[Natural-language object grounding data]

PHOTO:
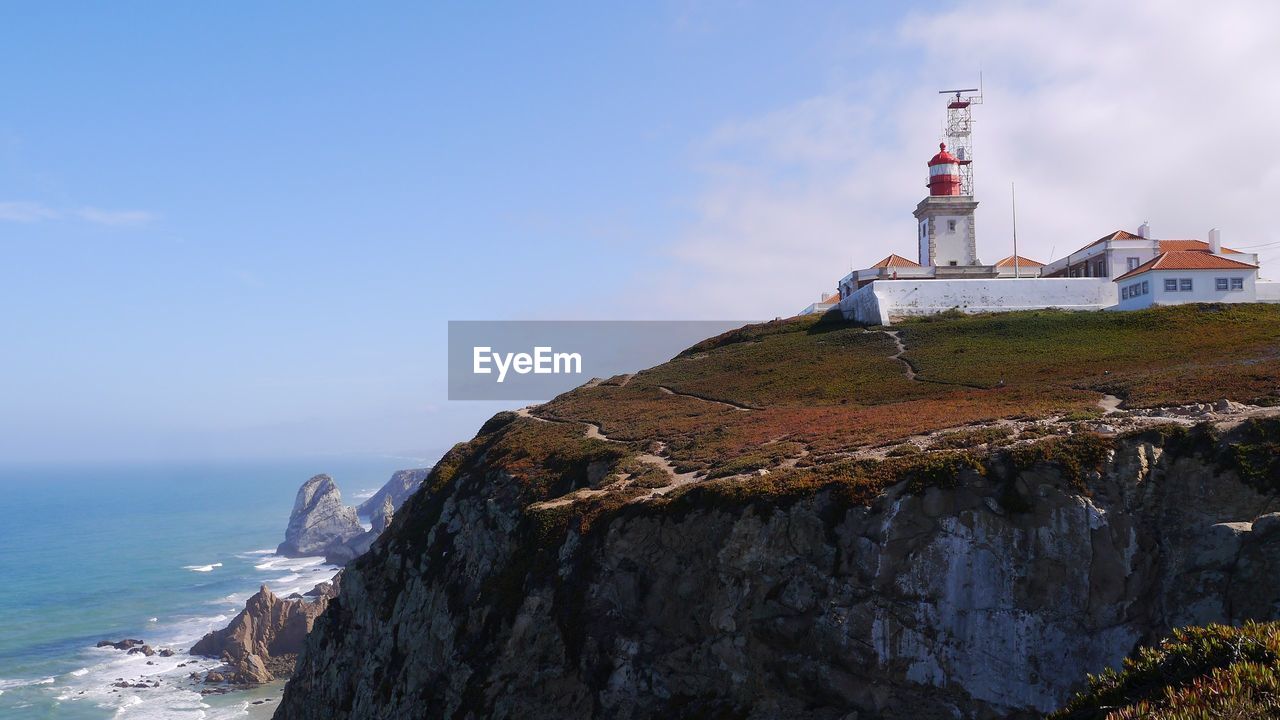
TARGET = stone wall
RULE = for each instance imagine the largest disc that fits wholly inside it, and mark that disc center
(886, 301)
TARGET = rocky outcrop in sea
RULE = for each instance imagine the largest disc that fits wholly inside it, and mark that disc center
(319, 522)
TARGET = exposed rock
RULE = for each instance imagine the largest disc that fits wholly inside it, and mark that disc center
(261, 643)
(402, 484)
(360, 545)
(319, 520)
(327, 589)
(981, 596)
(120, 645)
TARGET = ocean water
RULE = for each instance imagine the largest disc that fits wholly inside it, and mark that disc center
(158, 552)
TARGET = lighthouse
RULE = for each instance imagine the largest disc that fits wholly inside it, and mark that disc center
(945, 218)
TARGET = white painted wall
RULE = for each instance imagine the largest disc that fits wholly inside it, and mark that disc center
(951, 245)
(885, 301)
(1267, 291)
(865, 306)
(1203, 288)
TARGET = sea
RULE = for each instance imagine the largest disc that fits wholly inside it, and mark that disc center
(160, 552)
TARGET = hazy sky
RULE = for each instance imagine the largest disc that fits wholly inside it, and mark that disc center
(240, 229)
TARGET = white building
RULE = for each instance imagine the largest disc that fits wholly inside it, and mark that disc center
(1187, 276)
(1114, 255)
(949, 274)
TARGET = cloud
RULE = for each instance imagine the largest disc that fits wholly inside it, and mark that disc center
(1105, 114)
(115, 218)
(21, 212)
(24, 212)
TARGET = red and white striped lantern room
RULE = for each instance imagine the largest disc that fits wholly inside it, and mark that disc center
(944, 172)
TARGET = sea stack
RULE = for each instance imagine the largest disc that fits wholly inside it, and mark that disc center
(402, 484)
(319, 520)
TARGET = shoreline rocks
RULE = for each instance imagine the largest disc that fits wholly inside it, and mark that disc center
(263, 642)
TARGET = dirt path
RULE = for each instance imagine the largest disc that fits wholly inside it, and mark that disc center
(1110, 404)
(901, 350)
(725, 402)
(593, 432)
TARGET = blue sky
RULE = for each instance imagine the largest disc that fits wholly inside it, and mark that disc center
(240, 229)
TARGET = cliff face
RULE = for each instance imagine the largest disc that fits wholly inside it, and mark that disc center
(988, 595)
(810, 519)
(263, 642)
(397, 490)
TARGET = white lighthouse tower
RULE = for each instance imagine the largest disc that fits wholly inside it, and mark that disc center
(945, 218)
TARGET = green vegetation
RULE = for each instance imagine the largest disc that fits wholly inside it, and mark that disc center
(1200, 673)
(830, 387)
(972, 438)
(1159, 356)
(1256, 455)
(1075, 455)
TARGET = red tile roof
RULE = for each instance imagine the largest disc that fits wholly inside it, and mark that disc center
(1170, 245)
(896, 261)
(1118, 235)
(1187, 260)
(1022, 263)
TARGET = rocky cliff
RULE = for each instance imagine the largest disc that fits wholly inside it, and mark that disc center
(397, 490)
(319, 520)
(263, 642)
(702, 541)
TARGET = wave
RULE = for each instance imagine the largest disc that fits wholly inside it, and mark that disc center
(14, 684)
(292, 564)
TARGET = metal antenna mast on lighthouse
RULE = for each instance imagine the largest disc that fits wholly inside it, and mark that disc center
(959, 131)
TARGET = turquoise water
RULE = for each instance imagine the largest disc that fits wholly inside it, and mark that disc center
(159, 552)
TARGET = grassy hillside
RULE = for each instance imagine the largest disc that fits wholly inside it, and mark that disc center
(1198, 674)
(826, 387)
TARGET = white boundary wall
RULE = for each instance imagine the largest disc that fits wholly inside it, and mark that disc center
(883, 301)
(1267, 291)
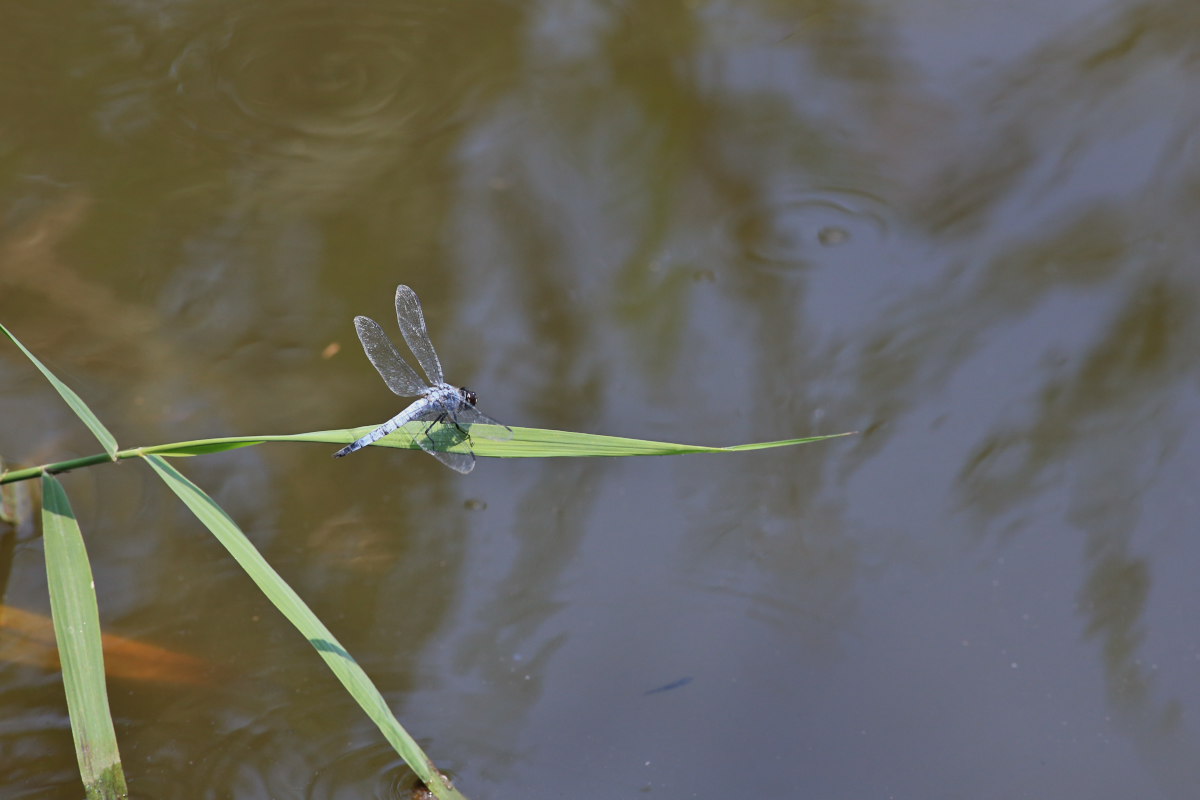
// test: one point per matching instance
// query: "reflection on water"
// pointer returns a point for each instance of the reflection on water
(970, 236)
(792, 230)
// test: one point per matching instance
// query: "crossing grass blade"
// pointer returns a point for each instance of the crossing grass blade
(107, 440)
(299, 614)
(77, 630)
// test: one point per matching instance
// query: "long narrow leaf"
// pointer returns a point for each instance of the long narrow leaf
(299, 614)
(525, 443)
(77, 630)
(106, 439)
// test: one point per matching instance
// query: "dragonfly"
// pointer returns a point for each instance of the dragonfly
(444, 408)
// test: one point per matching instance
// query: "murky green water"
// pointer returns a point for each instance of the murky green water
(965, 229)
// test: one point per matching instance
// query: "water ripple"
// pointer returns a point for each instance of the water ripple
(301, 68)
(801, 228)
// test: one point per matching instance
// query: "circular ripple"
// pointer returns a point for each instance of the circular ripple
(801, 228)
(303, 68)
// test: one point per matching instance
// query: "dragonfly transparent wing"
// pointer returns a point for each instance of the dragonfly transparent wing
(400, 377)
(412, 325)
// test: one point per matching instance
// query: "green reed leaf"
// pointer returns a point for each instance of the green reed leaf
(106, 439)
(77, 630)
(299, 614)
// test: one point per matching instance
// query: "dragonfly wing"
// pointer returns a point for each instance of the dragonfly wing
(400, 377)
(471, 415)
(439, 433)
(412, 325)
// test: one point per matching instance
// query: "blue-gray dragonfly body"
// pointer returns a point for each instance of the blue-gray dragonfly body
(444, 408)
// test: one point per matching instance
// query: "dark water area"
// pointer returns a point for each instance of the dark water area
(965, 230)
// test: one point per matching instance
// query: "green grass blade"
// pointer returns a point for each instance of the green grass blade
(526, 443)
(77, 629)
(298, 613)
(106, 439)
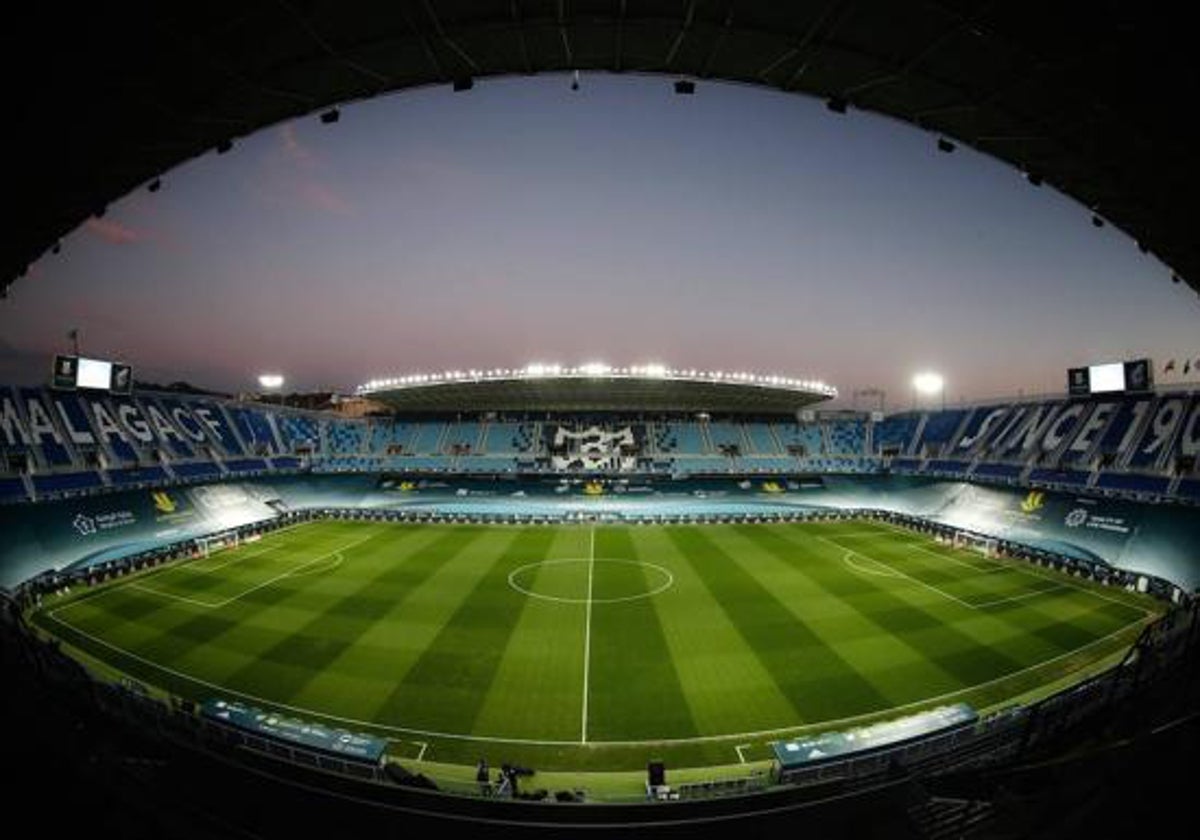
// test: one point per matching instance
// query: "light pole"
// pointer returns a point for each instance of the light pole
(929, 384)
(271, 382)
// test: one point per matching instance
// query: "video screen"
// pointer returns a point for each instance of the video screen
(95, 373)
(1107, 378)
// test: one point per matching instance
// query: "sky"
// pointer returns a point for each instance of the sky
(521, 221)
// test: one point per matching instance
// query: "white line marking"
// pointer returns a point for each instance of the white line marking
(849, 559)
(667, 577)
(1056, 587)
(960, 562)
(821, 725)
(1026, 568)
(172, 595)
(136, 585)
(907, 577)
(587, 633)
(235, 558)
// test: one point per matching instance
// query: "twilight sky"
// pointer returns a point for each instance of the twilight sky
(737, 229)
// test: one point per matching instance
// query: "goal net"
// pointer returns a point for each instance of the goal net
(977, 543)
(214, 543)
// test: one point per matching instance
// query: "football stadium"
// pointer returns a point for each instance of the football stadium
(585, 597)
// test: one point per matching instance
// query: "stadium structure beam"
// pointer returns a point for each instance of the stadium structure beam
(1087, 103)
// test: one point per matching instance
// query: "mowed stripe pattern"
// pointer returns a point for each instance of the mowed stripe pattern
(431, 630)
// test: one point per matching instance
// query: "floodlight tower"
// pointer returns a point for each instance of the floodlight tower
(929, 384)
(271, 382)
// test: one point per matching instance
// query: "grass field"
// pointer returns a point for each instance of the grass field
(580, 647)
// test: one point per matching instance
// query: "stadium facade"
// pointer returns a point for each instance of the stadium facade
(96, 486)
(94, 475)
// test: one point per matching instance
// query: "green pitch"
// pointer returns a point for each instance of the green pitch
(577, 647)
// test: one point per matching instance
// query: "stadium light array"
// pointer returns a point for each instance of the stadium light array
(598, 369)
(929, 383)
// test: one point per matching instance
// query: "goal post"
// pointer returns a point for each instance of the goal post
(214, 543)
(988, 546)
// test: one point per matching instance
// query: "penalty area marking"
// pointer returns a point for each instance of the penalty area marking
(667, 580)
(887, 571)
(292, 573)
(136, 583)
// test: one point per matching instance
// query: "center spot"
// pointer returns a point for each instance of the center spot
(613, 580)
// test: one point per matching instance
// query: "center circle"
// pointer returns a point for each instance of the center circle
(611, 579)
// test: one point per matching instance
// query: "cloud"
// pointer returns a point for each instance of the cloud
(114, 232)
(295, 150)
(318, 196)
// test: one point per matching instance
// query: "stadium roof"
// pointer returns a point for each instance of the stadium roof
(1093, 100)
(553, 388)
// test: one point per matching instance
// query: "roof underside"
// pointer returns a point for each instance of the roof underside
(601, 394)
(105, 97)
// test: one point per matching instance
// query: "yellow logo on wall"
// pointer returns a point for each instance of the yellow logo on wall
(162, 502)
(1033, 502)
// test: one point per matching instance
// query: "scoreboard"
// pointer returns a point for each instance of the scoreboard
(1117, 377)
(78, 372)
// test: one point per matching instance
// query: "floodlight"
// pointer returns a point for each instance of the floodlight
(928, 383)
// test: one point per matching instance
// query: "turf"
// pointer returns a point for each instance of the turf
(598, 647)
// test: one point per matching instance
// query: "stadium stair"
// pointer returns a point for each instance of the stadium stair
(943, 817)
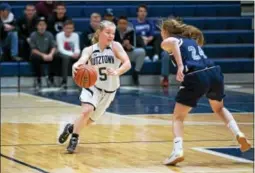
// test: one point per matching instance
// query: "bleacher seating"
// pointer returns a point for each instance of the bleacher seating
(229, 36)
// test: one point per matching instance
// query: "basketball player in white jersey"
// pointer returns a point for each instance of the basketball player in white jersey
(111, 61)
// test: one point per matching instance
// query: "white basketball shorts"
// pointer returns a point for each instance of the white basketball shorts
(98, 98)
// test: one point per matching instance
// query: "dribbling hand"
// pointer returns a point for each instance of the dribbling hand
(112, 72)
(180, 75)
(74, 69)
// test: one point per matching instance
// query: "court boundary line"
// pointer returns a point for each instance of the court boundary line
(119, 142)
(23, 163)
(205, 150)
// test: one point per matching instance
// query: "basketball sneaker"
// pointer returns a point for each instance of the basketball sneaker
(174, 158)
(72, 145)
(244, 143)
(64, 135)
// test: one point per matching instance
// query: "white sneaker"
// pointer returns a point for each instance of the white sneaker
(155, 58)
(147, 59)
(244, 143)
(174, 158)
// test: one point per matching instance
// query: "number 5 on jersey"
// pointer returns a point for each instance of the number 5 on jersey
(102, 73)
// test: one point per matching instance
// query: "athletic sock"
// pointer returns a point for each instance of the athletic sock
(70, 129)
(178, 142)
(233, 127)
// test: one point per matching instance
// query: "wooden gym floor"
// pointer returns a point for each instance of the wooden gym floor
(135, 142)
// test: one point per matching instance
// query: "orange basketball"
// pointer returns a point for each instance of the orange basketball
(85, 76)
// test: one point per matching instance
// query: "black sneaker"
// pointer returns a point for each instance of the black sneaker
(63, 86)
(50, 82)
(72, 145)
(38, 86)
(64, 135)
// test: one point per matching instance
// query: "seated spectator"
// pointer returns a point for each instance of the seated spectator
(56, 22)
(109, 15)
(26, 25)
(145, 28)
(68, 48)
(87, 35)
(45, 8)
(43, 48)
(11, 38)
(128, 39)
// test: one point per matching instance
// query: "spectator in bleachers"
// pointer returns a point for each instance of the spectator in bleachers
(131, 43)
(109, 15)
(56, 22)
(26, 25)
(87, 35)
(146, 29)
(68, 48)
(9, 24)
(43, 48)
(45, 8)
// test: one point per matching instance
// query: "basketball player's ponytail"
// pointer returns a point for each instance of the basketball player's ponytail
(175, 27)
(95, 37)
(103, 24)
(194, 33)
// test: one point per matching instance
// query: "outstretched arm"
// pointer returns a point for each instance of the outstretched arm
(122, 55)
(171, 44)
(86, 53)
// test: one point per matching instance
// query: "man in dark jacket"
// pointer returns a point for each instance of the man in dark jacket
(26, 25)
(43, 48)
(56, 22)
(88, 34)
(9, 24)
(131, 44)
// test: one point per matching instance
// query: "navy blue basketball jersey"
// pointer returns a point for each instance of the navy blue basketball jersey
(193, 57)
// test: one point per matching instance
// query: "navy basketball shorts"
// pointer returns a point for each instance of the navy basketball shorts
(208, 82)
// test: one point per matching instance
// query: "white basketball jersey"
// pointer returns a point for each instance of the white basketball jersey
(102, 61)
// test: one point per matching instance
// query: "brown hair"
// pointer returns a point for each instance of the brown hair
(68, 22)
(175, 27)
(102, 25)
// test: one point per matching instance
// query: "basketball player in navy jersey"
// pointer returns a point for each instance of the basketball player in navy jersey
(198, 76)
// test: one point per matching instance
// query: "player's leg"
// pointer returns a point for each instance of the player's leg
(219, 109)
(215, 96)
(79, 124)
(102, 106)
(180, 113)
(192, 89)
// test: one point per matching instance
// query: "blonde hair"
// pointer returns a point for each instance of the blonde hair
(102, 26)
(95, 15)
(175, 27)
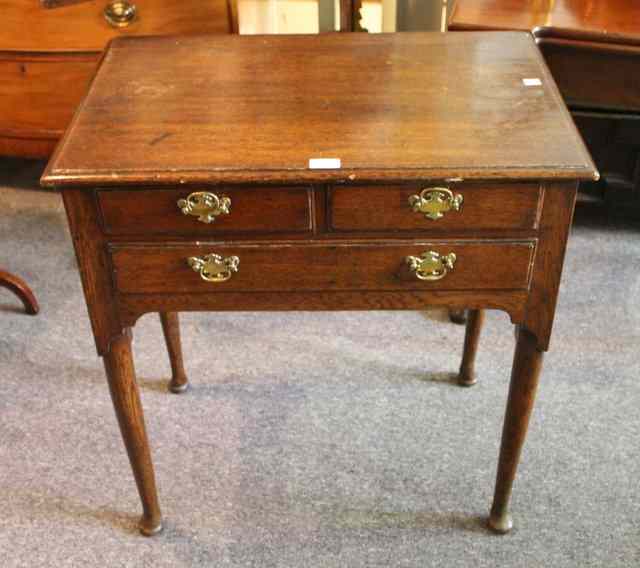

**Requirement**
The answer consists solely of the lines from the one holding "the player's leg" through the last line of the entries above, set down verbatim, without any pictures.

**Output for this task**
// pointer returns a point for each instance of the player's leg
(219, 109)
(215, 96)
(79, 124)
(102, 106)
(180, 113)
(192, 89)
// test: one point per matching instance
// query: "blonde hair"
// pointer returns a point for each instance of the blonde hair
(102, 26)
(95, 15)
(175, 27)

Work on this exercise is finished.